Begin

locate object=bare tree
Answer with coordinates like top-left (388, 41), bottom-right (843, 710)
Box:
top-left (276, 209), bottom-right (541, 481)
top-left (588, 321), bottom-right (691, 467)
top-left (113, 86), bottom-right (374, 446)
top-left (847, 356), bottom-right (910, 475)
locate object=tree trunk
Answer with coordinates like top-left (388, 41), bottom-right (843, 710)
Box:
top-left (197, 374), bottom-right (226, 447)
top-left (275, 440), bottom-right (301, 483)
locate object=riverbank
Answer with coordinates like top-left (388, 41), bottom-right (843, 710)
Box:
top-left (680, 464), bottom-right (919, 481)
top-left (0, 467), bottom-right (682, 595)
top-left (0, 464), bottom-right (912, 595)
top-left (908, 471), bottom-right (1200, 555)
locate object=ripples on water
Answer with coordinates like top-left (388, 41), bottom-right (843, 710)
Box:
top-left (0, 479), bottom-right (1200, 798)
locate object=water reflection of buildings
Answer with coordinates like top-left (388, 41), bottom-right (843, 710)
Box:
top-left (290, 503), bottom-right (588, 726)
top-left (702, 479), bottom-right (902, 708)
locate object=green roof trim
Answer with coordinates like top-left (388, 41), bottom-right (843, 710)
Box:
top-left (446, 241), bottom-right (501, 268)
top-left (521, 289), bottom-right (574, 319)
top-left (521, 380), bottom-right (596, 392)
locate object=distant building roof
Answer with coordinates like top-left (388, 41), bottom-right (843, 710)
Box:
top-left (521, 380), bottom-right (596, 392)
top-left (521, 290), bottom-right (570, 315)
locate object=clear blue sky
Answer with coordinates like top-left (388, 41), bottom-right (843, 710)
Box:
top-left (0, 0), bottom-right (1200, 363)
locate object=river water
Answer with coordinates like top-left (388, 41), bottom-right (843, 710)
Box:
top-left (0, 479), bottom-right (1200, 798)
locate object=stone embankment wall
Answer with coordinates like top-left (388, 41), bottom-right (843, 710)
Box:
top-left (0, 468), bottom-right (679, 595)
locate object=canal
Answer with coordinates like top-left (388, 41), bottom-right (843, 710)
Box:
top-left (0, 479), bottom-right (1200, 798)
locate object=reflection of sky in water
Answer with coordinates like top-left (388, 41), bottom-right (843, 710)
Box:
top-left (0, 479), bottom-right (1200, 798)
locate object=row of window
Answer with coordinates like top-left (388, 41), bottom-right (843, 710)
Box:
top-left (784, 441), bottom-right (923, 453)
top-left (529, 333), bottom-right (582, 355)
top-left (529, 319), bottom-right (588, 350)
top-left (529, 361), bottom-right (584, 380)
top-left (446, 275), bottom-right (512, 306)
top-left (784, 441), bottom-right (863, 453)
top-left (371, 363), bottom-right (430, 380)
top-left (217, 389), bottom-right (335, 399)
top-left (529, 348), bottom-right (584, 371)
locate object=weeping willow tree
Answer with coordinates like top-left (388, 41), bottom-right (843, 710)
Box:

End

*Given problem:* Reproduce the listing above verbatim, from its first line through its last, without altering any character.

*Written solution:*
locate object=bare tree
Answer with coordinates like top-left (388, 41), bottom-right (843, 710)
Box:
top-left (276, 209), bottom-right (541, 481)
top-left (588, 321), bottom-right (691, 467)
top-left (113, 86), bottom-right (374, 446)
top-left (847, 356), bottom-right (910, 475)
locate object=tree trunk
Answer with coordinates like top-left (388, 41), bottom-right (843, 710)
Box:
top-left (197, 374), bottom-right (226, 447)
top-left (275, 440), bottom-right (301, 483)
locate object=riverbank
Answer with coordinates like top-left (388, 41), bottom-right (843, 710)
Box:
top-left (680, 464), bottom-right (919, 481)
top-left (0, 467), bottom-right (682, 595)
top-left (0, 464), bottom-right (912, 595)
top-left (908, 471), bottom-right (1200, 555)
locate object=ripples on water
Answer with coordinates like top-left (388, 41), bottom-right (843, 710)
Box:
top-left (0, 479), bottom-right (1200, 798)
locate object=water reflection of buildings
Answer with coordinates like top-left (388, 41), bottom-right (843, 710)
Box:
top-left (290, 503), bottom-right (588, 726)
top-left (702, 479), bottom-right (902, 708)
locate object=green roof trim
Answer with coordinates like top-left (388, 41), bottom-right (843, 710)
Box:
top-left (446, 241), bottom-right (501, 268)
top-left (521, 289), bottom-right (574, 319)
top-left (521, 380), bottom-right (596, 392)
locate object=distant building roof
Answer with coordinates like top-left (388, 41), bottom-right (843, 710)
Box:
top-left (521, 380), bottom-right (596, 392)
top-left (521, 290), bottom-right (570, 315)
locate object=clear blue sky
Answer with coordinates like top-left (388, 41), bottom-right (843, 710)
Box:
top-left (0, 0), bottom-right (1200, 363)
locate object=river water
Answer with coordinates like top-left (388, 41), bottom-right (843, 710)
Box:
top-left (0, 479), bottom-right (1200, 798)
locate object=stone embankment wall
Answer with coordinates like top-left (388, 41), bottom-right (843, 710)
Box:
top-left (0, 468), bottom-right (679, 595)
locate object=canal
Answer with coordinates like top-left (388, 41), bottom-right (843, 710)
Box:
top-left (0, 479), bottom-right (1200, 798)
locate object=reflection of sky in water
Answer with coordinates like top-left (388, 41), bottom-right (843, 710)
Box:
top-left (0, 479), bottom-right (1200, 798)
locate object=row of window
Answer with coordinates like top-left (388, 41), bottom-right (843, 710)
Box:
top-left (784, 441), bottom-right (923, 453)
top-left (529, 333), bottom-right (582, 355)
top-left (529, 319), bottom-right (588, 350)
top-left (529, 361), bottom-right (584, 380)
top-left (446, 275), bottom-right (512, 306)
top-left (784, 441), bottom-right (863, 453)
top-left (371, 363), bottom-right (430, 380)
top-left (217, 389), bottom-right (335, 399)
top-left (529, 348), bottom-right (584, 371)
locate object=weeping willow tree
Answer with coordinates like top-left (388, 41), bottom-right (843, 710)
Box:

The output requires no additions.